*TESTO DELLA PAGINA*:
----------------------------------------
Cronaca

La strana storia della modella che non fece causa al suo sequestratore

La strana storia della modella che non fece causa al suo sequestratore

 Chloe Ayling / Instagram

 Chloe Ayling
 

Non è chiaro se non abbia i soldi per pagarsi un avvocato oppure voglia tenersi fuori da questo secondo processo per altri motivi. Fatto sta che Chloe Ayling non otterrà nessun risarcimento per i danni patiti dal presunto sequestro di cui sarebbe stata vittima. Michal Konrad Herba è accusato di avere aiutato a rapirla il fratello Lucasz, già condannato in primo grado a 16 anni di carcere.
----------------------------------------
(Materiale archiviato da una raccolta)
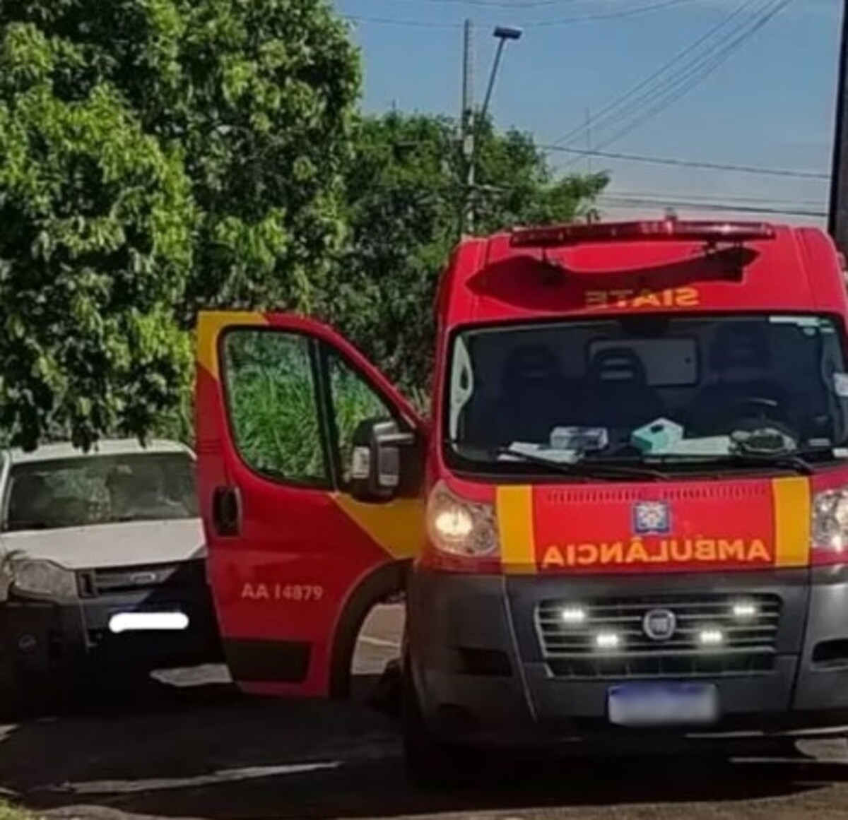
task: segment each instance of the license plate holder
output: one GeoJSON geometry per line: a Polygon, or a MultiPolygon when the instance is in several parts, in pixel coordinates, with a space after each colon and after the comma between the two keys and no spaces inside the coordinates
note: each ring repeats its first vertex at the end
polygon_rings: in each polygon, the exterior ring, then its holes
{"type": "Polygon", "coordinates": [[[705,726],[714,723],[718,714],[718,689],[714,684],[632,683],[607,690],[607,715],[617,726],[705,726]]]}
----------------------------------------
*COMPITO A*:
Rispondi a queste domande sull'articolo:
(i) Secondo il titolo, chi non fece causa al proprio sequestratore?
(ii) Di che cosa è accusato Michal Konrad Herba?
(iii) A quanti anni di carcere è stato condannato in primo grado Lucasz?
*COMPITO B*:
Riscrivi il passo dell'articolo da "Non è chiaro" a "anni di carcere.", sostituendo "risarcimento" con "indennizzo".
Per rispondere usa soltanto l'articolo.

*RISPOSTA FINALE A*:
(i) Una modella.
(ii) Di avere aiutato il fratello Lucasz a rapire Chloe Ayling.
(iii) A 16 anni.

*RISPOSTA FINALE B*:
Non è chiaro se non abbia i soldi per pagarsi un avvocato oppure voglia tenersi fuori da questo secondo processo per altri motivi. Fatto sta che Chloe Ayling non otterrà nessun indennizzo per i danni patiti dal presunto sequestro di cui sarebbe stata vittima. Michal Konrad Herba è accusato di avere aiutato a rapirla il fratello Lucasz, già condannato in primo grado a 16 anni di carcere.